# Schriftelijke opdracht A
Wanneer komt volgens de tekst over de ziel en het vergane lichaam een deel van de zenuwgeest pas vrij?
# Schriftelijke opdracht B
Waarom trekt de ziel volgens de tekst over de ziel en het vergane lichaam tijdens de ontbinding geleidelijk een deel van de zenuwgeest naar zich toe? Antwoord in één tot drie zinnen.

#### Geëxtraheerde tekst ####

De ziel heeft niets meer van doen met het vergane lichaam. Volgens de mededelingen, die Jakob Lorber van de Heer Zelf heeft o­ntvangen, moet daarop echter één uitzondering worden gemaakt: bij de dood komen nl. niet meteen alle delen van het lichaam vrij, die tot de zenuwgeest behoren. Bij een deel ervan vindt dat eerst plaats tijdens het o­ntbindingsproces . Met behulp van een kracht, die haar daartoe door God is verleend, trekt de ziel dit deel tijdens de o­ntbinding van het lichaam geleidelijk naar zich toe, ter vervolmaking en completering van het etherische lichaam. Zo wordt bij het vergaan van het lichaam al het etherische daaraan volledig o­nttrokken. Op deze wijze worden “uw sterfelijke lichamen levend gemaakt” (Rom. 8:11).

#### Gegeven gegevens ####

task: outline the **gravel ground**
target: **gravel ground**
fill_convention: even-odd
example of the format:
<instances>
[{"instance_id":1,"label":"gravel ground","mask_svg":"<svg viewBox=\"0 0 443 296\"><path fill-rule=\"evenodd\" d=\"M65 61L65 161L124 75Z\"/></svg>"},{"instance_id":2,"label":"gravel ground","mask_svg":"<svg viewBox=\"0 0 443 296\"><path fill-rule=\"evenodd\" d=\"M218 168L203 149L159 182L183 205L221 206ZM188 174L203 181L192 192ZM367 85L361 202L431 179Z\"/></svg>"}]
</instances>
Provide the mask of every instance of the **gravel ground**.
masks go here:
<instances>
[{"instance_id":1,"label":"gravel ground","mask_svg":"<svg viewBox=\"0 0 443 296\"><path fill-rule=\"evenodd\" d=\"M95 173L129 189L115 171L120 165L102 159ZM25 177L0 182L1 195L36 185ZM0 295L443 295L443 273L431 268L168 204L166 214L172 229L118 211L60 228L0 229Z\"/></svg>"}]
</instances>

####

# Volledig antwoord A
Dat deel komt pas vrij tijdens het ontbindingsproces.

# Volledig antwoord B
De ziel doet dat ter vervolmaking en completering van het etherische lichaam. Daarvoor gebruikt zij een kracht die God haar heeft verleend, zodat al het etherische volledig aan het vergane lichaam wordt onttrokken.